* _Texte de la page_:
┏━━

Water



Dimanche 17 décembre 2006 à 10h30 et 14h30 –  Festival de Cinéma Indien

Musée des Arts Asiatiques – 405 Promenade des Anglais – Arenas – Nice

Film  de Deepa Mehta – Inde – 2005 – 1h57 – vostf

Le film révèle la situation critique des veuves dans l’Inde coloniale de 1938, au moment où Gandhi arrive au pouvoir. L’intrusion d’une veuve de 7 ans dans leur « maison » va affecter la vie des autres résidentes et ébranler tout ce qu’elles s’étaient résignées à accepter.

Notre critique

Par Philippe Serve

Être veuve en Inde, voilà une situation guère enviable. Bien sûr, la situation s’est aujourd’hui améliorée (même si trop lentement) par rapport à ce qu’elle fut pendant 2000 ans. Traditionnellement, la femme indienne est rendue responsable – au sens moral, non pénal – de la mort de son mari. Si son époux décède avant elle, c’est qu’elle n’a pas agi comme il aurait fallu. Il lui faut donc expier, se racheter. Elle possède alors – comme le rappelle l’un des protagonistes du film de Deppa Mehta, un brahmane – trois possibilités. La première – la plus radicale – consiste à s’immoler sur le bûcher funéraire de son époux. Cette pratique -dite de la sati – a été interdite par le colonisateur anglais en 1829 et l’est toujours mais il arrive encore que de telles horreurs se produisent, environ une fois par an, dans les régions les plus pauvres et où la volonté sacrificielle de la veuve n’est que rarement établie. Autrement dit, il s’agit la plupart du temps de meurtres maquillés ou « comment se débarrasser d’une belle-mère encombrante« … Ces cas aujourd’hui exceptionnels deviennent, hélas, l’occasion de véritables cultes locaux et de sanctification de la victime, tournant par là-même le dos à la condamnation de tels actes. La deuxième solution est celle d’épouser le plus jeune frère du défunt mari. Beaucoup choisissaient (et choisissent encore) cette alternative. Du moins lorsque la famille la leur proposait. Car nombre d’entre elles profitaient de l’occasion pour se débarrasser de cette pièce humaine rapportée, de cette bouche de trop à nourrir qui pouvait empêcher les fils d’hériter. Ces femmes partaient alors dans des ashrams pour veuves où elles (sur)vivaient de charité et de mendicité en attendant la mort. Certaines avaient recours à la prostitution. C’est de ce milieu que parle Water. Les veuves devenaient donc des parias dont la seule présence pouvait porter le mauvais oeil (lors des naissances, par ex.). Le film de Deepa Mehta l’illustre à diverses reprises : une femme indienne normale doit aller se purifier après un contact physique et accidentel avec une veuve ; l’ombre de celle-ci ne doit pas effleurer un couple de mariés, etc.

┗━━

* _Données_:

┏━━

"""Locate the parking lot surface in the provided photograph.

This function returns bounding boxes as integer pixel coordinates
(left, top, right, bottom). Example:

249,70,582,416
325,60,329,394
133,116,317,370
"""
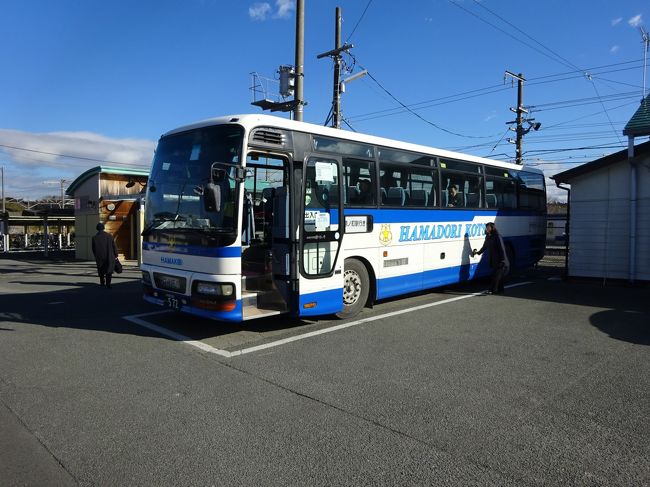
0,258,650,485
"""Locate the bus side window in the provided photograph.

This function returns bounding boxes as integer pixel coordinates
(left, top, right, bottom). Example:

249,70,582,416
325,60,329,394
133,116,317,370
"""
343,158,377,207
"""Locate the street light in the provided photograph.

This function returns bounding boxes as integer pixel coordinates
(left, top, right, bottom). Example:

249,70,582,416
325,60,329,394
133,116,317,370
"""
339,69,368,93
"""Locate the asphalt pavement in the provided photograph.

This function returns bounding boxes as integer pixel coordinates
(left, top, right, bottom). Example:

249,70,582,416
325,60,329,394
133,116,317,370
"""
0,258,650,486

┗━━

Citez à l'identique le passage du texte sur le film Water qui va de « Musée des Arts » jusqu'à « résignées à accepter. ». Le matériel est indépendant du texte sur le film Water.

Musée des Arts Asiatiques – 405 Promenade des Anglais – Arenas – Nice

Film  de Deepa Mehta – Inde – 2005 – 1h57 – vostf

Le film révèle la situation critique des veuves dans l’Inde coloniale de 1938, au moment où Gandhi arrive au pouvoir. L’intrusion d’une veuve de 7 ans dans leur « maison » va affecter la vie des autres résidentes et ébranler tout ce qu’elles s’étaient résignées à accepter.